__Written instruction__.
List each line below that contains the string "water", paying attention to case.

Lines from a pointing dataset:
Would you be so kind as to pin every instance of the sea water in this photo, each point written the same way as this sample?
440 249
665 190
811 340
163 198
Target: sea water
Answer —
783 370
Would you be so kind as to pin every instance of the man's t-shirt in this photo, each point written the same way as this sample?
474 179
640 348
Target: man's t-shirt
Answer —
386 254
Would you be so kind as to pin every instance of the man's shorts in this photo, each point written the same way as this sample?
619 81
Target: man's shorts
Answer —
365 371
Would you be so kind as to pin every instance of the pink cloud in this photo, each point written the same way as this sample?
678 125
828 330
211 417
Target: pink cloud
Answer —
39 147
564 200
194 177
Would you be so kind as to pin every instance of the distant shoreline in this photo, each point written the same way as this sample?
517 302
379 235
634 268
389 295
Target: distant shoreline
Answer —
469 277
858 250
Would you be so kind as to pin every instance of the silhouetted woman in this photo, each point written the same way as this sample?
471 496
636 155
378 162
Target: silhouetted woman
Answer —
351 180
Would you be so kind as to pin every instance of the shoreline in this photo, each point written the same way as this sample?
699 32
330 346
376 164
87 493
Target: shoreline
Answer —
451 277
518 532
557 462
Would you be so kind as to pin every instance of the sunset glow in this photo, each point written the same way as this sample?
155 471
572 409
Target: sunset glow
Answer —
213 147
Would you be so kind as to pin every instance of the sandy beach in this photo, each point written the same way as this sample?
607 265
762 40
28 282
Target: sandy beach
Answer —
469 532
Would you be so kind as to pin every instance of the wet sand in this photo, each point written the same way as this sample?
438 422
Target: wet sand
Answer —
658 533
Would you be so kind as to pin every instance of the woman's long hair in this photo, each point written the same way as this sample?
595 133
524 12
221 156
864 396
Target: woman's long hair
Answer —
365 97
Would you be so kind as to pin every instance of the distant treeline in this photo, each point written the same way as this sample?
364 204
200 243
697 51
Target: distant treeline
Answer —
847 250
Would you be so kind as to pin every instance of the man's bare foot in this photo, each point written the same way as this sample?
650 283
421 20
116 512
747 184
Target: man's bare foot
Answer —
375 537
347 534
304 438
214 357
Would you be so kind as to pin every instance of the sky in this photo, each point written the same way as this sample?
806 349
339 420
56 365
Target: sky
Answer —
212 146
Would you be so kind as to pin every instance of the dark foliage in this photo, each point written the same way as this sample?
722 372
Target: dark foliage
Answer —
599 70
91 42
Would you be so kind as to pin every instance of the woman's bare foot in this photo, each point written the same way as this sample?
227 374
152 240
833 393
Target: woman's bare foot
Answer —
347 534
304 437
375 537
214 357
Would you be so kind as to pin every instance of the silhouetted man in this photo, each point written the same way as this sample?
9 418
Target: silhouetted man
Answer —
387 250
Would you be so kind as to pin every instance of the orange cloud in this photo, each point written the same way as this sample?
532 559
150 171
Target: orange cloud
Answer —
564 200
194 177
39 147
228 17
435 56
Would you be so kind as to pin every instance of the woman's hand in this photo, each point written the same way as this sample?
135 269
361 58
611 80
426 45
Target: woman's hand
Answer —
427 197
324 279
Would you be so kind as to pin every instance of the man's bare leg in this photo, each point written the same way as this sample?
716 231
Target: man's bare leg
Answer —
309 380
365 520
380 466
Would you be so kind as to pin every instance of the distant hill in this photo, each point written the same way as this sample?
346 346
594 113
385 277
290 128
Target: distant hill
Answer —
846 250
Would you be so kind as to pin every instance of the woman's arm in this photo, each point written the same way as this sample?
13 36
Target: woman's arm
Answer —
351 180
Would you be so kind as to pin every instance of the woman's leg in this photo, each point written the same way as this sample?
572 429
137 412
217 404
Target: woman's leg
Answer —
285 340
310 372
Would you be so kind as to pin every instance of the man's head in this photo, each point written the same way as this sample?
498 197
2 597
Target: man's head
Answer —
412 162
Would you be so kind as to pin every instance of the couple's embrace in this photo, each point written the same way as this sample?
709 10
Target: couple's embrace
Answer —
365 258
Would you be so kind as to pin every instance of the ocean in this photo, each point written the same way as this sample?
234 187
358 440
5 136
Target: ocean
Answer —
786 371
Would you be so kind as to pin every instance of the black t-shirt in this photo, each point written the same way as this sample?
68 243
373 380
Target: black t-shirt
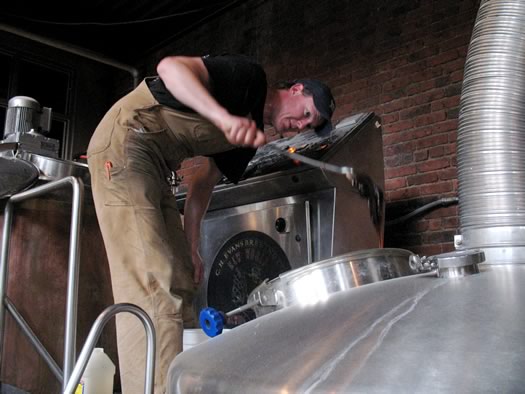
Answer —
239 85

* * *

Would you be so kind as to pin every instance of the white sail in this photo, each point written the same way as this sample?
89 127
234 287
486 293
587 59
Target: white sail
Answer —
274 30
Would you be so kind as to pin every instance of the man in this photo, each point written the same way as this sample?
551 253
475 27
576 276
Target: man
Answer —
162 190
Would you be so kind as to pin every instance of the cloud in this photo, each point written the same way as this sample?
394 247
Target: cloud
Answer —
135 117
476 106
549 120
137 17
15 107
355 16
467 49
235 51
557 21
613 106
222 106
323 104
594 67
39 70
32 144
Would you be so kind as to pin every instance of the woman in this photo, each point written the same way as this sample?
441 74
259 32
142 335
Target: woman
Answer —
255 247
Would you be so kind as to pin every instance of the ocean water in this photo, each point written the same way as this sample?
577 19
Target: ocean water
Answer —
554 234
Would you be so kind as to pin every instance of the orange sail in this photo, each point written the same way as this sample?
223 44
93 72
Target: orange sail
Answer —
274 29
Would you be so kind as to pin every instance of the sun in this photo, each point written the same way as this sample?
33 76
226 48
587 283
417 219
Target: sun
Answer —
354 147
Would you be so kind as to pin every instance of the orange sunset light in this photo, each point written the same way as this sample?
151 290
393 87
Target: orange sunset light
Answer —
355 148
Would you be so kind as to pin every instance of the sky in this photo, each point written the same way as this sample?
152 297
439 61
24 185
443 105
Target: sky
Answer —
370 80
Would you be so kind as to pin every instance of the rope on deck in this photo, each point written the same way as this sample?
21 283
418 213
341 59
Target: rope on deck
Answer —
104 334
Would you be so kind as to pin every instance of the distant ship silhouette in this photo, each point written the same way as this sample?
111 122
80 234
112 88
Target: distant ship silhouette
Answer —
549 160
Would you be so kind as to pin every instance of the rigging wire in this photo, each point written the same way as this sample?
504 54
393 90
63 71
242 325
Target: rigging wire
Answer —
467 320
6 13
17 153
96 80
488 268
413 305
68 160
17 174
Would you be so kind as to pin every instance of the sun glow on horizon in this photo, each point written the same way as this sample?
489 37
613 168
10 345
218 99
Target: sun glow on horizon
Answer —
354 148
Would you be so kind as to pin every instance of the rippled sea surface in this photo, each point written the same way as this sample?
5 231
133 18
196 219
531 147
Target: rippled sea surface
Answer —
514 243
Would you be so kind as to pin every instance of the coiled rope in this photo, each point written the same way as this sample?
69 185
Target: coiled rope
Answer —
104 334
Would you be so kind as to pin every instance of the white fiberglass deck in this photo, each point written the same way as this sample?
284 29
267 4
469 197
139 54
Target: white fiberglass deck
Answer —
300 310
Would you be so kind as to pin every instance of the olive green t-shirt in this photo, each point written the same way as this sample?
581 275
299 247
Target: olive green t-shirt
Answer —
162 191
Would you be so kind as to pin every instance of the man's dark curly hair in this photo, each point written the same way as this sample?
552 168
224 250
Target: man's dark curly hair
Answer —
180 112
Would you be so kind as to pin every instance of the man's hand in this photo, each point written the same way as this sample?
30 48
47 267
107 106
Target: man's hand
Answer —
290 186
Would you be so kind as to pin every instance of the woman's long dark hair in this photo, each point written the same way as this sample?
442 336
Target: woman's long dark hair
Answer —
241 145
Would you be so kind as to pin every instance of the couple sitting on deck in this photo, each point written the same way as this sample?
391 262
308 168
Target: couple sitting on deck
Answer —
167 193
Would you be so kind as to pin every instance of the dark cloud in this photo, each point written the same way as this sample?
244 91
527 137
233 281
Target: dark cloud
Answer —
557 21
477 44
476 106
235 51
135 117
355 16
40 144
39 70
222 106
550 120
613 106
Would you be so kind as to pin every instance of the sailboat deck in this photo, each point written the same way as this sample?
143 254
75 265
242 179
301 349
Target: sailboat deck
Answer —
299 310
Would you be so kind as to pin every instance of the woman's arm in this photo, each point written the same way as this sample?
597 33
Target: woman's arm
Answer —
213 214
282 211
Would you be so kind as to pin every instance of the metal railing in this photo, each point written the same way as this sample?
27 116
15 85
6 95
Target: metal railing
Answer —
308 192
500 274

__Response for this exercise__.
Would you be so kind as to pin every instance of the sea water in this photo, each point written the same way as this sample?
Target: sea water
Would you be so kind as to pin every instance of the ocean water in this photo, each point written the same way as this sample?
Target: ocean water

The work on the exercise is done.